Task to complete - Produce a faithful copy of the data, one that leaves out the pictures.

Items listed in a dataset:
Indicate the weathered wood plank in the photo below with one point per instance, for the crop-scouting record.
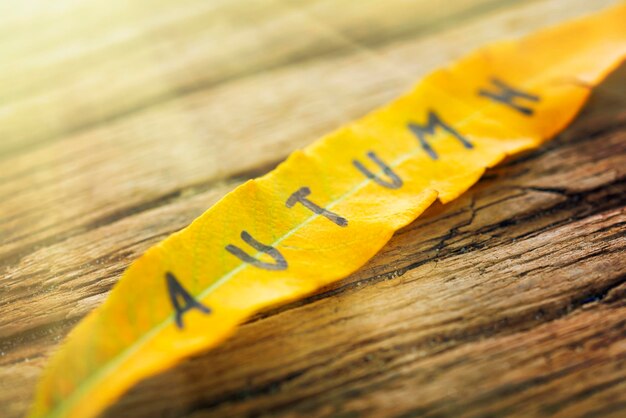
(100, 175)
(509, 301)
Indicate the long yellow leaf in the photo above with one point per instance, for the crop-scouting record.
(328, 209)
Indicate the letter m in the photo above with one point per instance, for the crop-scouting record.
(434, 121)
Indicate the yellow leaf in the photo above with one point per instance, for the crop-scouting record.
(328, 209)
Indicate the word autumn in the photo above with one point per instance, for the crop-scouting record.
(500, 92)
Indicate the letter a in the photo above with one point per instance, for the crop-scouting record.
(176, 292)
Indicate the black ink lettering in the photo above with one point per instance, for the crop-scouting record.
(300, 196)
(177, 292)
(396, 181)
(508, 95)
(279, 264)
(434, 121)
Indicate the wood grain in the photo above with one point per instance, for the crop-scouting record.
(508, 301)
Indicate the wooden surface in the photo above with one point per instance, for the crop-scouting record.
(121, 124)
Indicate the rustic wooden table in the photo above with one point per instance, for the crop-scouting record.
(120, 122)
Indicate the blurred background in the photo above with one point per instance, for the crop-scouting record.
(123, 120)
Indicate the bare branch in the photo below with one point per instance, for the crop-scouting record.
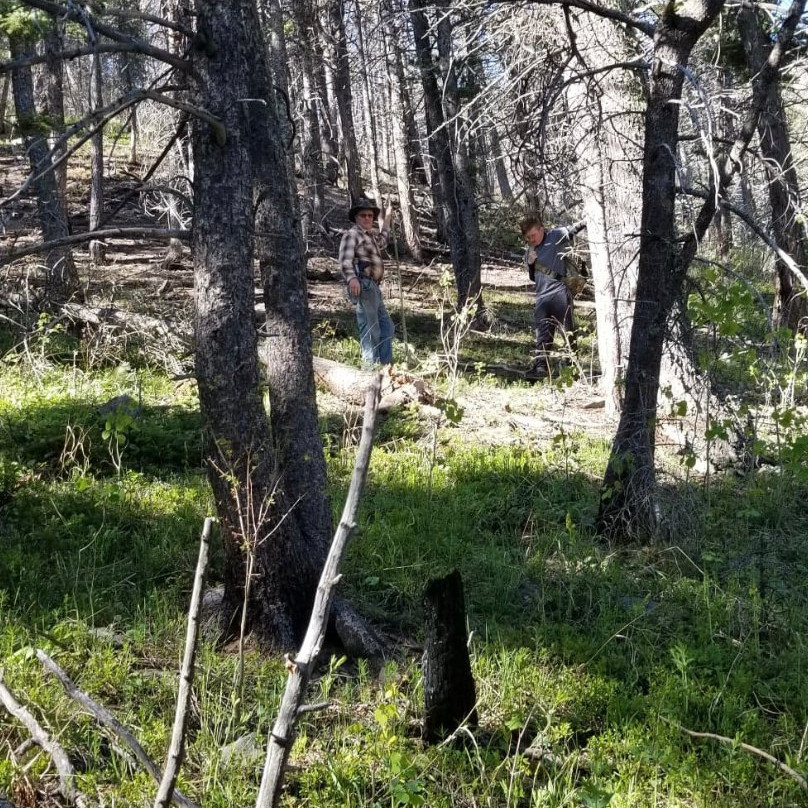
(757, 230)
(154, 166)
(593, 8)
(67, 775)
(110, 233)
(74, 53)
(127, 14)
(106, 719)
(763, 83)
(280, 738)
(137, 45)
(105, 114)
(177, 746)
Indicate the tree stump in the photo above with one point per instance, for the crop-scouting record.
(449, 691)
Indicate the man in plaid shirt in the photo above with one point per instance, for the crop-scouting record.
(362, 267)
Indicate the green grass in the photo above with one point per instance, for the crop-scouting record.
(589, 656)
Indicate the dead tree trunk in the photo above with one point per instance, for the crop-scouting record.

Completed exercise -
Indicate the weathered wood plank in the photo below with one point per instance, for the crop-scouting record.
(100, 175)
(509, 301)
Indicate the long yellow leaf in the photo above with one point per instance, for the crop-scouting record.
(328, 209)
Indicate the letter m in the photo above with one point per instance, for the crop-scouting record.
(434, 121)
Indicate the yellow leaf in the photo above with one point per instance, for the crop-scouting record.
(328, 209)
Indicate the word autumn in the photo above with one point per instance, for the crop-scouting record.
(500, 92)
Indicate the letter a in the photo above with one point per instance, for the crop-scouting record.
(176, 292)
Indicate the black ink lettering in the photo above with one point per instance, for the crop-scouting record.
(300, 196)
(177, 292)
(396, 181)
(508, 95)
(279, 264)
(434, 121)
Indicate the wood grain in the photo above with one point per instance, for the crop-scouting record.
(508, 301)
Indicate the wooden surface in the photo above with one point per instance, for the crop-scouting record.
(121, 124)
Indicate the rustic wooden table in the photo above with one point per instance, for the crop-scouting record.
(120, 122)
Indicate the blurred background in the photo above with one point per instance, for the crop-scouting record.
(123, 120)
Indicate the bare branch in the photo below with one point per instance, for the crop-scouting record.
(757, 230)
(154, 166)
(593, 8)
(67, 775)
(110, 233)
(74, 53)
(127, 14)
(106, 719)
(763, 83)
(280, 738)
(137, 45)
(105, 114)
(177, 746)
Indicate the tree stump in the photo above with one point per instance, for the crop-scouting record.
(449, 691)
Indicate the man in plaid shirt in the photo above with one point per instance, for the crop-scouting record.
(362, 267)
Indicate the green grass in the photo above with one point per instance, for the crop-scouting record.
(589, 656)
Indicate the dead tree trunk in the photo above with one point per instance, for the crop-scouting record.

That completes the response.